*What is needed*. Write what comes next in the estate planning article for parents of young children, picking up after its final sentence.

*Passage provided*.
┌────────

A few useful estate planning tips for parents with young children, specifically regarding appointment of a legal guardian and management of a minor child's inheritance.
Appointment of a Guardian for Minor Children
It is not uncommon for parents with young children to pose the question "Why do I need a will?" In my experience, this is generally in response to the fact that younger individuals tend to have more debt than assets. As such, they do not feel there is much need to set out instructions as to how what few assets they have should be distributed upon their death. However, a will provides another function (aside from directing passage of assets) which may prove more valuable to parents. The will is the vehicle in which to appoint a guardian for your minor children in the event you pass away before your children reach the age of 18. In choosing who to appoint as guardian, you may wish to consider several factors, such as the proposed guardian's age (are they likely to be around after you've passed away?) and where they live. For example, your sister may seem like the ideal candidate due to the fact that she has a great relationship with your kids, but you live in Connecticut and she lives in California. Do you really want to uproot your children and move them across the country at a time already made difficult by the loss of their parents? In the event you (and you children's other biological parent) die and a guardian has not been appointed, the appointment will be left up to the probate court.
Prepare a Will to Avoid "Laws of Intestacy"
No one is required to prepare a will during their lifetime. As such, it is not uncommon for individuals to die without a will, a.k.a. "intestate." If you die intestate, most (if not all) states have default rules directing where your assets will pass upon your death known as the "laws of intestacy." In general, these default rules direct that your assets pass to your next of kin, but exactly which next of kin receive your assets can vary. The outcome is different if you're married and do not have children, if you're married and have children, if you have children but are not married, etc. While the default rules may accomplish your overall goals, they may also result in some unintended and undesirable results. For example, let's assume you're married with one child (age 5) and the child is the biological child of you and your spouse. If you die intestate, the laws of intestacy in Connecticut provide that your spouse gets the first $100,000 of your assets, plus 1/2 the balance, and your child gets the remaining 1/2 (Please be aware that the laws of intestacy only apply to assets individually owned by you, so they do not apply to assets jointly owned or assets with a beneficiary designation, such as life insurance or retirement accounts). If your individually owned assets include your house and/or ownership in a business, your spouse could end up jointly owning your house and business with your 5 year old. So while the end result is generally what you wanted (i.e. provide for your spouse and child), the specific result may not be what you intended. The simple way to overrule the laws of intestacy is to create a will.

└────────

Records from a data collection
┌────────

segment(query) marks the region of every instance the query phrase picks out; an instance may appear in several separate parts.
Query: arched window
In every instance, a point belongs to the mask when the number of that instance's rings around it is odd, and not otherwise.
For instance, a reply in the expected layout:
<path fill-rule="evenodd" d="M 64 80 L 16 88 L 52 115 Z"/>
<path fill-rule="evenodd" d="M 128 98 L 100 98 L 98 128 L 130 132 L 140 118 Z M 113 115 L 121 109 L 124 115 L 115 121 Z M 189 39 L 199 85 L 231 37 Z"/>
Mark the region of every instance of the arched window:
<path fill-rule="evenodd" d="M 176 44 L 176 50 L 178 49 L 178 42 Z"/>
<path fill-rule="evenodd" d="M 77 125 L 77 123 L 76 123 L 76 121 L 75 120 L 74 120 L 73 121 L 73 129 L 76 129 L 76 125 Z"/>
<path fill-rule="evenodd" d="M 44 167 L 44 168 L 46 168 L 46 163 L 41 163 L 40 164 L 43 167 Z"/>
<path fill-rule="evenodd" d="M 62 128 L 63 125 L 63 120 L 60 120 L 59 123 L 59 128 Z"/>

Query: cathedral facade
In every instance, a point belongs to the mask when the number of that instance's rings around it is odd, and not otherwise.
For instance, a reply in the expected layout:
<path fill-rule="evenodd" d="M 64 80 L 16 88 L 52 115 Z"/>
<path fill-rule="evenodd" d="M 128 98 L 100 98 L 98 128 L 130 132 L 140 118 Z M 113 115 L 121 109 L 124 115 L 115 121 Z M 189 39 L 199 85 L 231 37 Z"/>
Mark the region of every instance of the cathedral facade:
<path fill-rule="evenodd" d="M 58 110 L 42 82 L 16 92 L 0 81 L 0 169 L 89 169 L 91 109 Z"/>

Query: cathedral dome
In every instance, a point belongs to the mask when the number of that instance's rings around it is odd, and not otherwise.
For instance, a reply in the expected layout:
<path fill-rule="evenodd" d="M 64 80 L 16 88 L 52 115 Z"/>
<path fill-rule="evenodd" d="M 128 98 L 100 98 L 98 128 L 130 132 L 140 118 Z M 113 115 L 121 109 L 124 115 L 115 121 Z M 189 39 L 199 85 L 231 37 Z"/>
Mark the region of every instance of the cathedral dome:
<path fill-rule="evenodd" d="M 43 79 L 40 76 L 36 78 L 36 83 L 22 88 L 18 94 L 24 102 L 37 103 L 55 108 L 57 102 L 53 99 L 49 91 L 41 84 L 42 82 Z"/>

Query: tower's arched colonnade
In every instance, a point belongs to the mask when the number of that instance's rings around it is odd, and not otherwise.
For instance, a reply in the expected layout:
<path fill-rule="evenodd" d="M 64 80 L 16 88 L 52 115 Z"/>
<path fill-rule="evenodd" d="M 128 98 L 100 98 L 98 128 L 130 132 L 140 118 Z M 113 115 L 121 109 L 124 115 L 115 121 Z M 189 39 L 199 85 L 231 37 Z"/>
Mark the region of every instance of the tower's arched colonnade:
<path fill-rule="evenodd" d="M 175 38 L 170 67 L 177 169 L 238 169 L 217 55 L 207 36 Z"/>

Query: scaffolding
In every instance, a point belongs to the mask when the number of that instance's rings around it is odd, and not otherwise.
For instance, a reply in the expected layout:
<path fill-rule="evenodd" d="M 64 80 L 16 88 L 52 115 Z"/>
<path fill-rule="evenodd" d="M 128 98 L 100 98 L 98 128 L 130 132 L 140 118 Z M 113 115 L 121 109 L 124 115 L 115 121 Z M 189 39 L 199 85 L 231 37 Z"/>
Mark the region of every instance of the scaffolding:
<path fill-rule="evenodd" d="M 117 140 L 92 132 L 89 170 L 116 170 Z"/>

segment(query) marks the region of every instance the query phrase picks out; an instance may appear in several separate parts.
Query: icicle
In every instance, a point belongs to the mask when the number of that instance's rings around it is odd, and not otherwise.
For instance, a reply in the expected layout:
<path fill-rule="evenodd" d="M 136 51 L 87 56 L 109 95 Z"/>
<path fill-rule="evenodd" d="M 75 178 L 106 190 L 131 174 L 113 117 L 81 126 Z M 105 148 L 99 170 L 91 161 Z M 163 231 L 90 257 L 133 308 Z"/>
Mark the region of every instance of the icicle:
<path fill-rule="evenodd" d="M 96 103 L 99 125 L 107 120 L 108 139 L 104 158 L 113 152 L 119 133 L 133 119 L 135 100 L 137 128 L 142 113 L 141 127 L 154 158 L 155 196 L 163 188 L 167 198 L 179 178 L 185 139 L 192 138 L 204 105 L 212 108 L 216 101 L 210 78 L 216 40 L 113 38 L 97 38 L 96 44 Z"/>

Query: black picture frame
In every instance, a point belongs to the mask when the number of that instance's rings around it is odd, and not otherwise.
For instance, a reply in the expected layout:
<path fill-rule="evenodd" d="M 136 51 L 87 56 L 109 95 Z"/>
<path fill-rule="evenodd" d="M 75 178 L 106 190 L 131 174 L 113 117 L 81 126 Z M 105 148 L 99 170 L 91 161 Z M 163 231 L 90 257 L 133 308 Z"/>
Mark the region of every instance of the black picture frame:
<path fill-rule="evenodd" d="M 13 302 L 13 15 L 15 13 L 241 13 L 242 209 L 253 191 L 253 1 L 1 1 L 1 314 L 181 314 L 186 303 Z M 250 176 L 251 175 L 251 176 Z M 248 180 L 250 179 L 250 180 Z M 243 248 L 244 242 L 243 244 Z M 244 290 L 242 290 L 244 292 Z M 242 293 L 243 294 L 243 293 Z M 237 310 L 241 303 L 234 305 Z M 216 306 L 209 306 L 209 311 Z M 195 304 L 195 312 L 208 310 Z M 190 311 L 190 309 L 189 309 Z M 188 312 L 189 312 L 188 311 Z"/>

└────────

*Answer space*.
Consider Holding Children's Inheritance in Trust
Trusts can be very beneficial, particularly when your intended beneficiary is a minor child. One of the primary benefits of a trust is that you can choose when your child will receive their inheritance, even if such time is well after you die. For example, you can prepare a trust directing that you do not wish your child to receive their inheritance outright until they reach age 30. If you then die while your child is only 8 years old, your child's inheritance will be held in trust and managed for his or her benefit until she reaches age 30, at which time she will receive the inheritance outright. In the meantime, the Trustee (person in charge of managing the trust) will be able to make distributions for the child's benefit (ex. paying for school tuition, clothes, etc.) as the Trustee deems appropriate. The Trustee is also someone who will be chosen by you. It can be your spouse, a family member, friend, or even an attorney or other professional.
Updating Beneficiary Designations
It is not uncommon for many younger individuals to have started working, and establish a retirement account, prior to getting married and/or having children. For this reason, the initial beneficiaries of the retirement account may be your parents or siblings. If you intend for these funds to pass to your spouse, or children, you will need to update the beneficiary designation forms to reflect this. If you have chosen to create a trust to receive your children's inheritance, you should also name the trust as the beneficiary of any amounts intended to pass to your children instead of naming your children individually.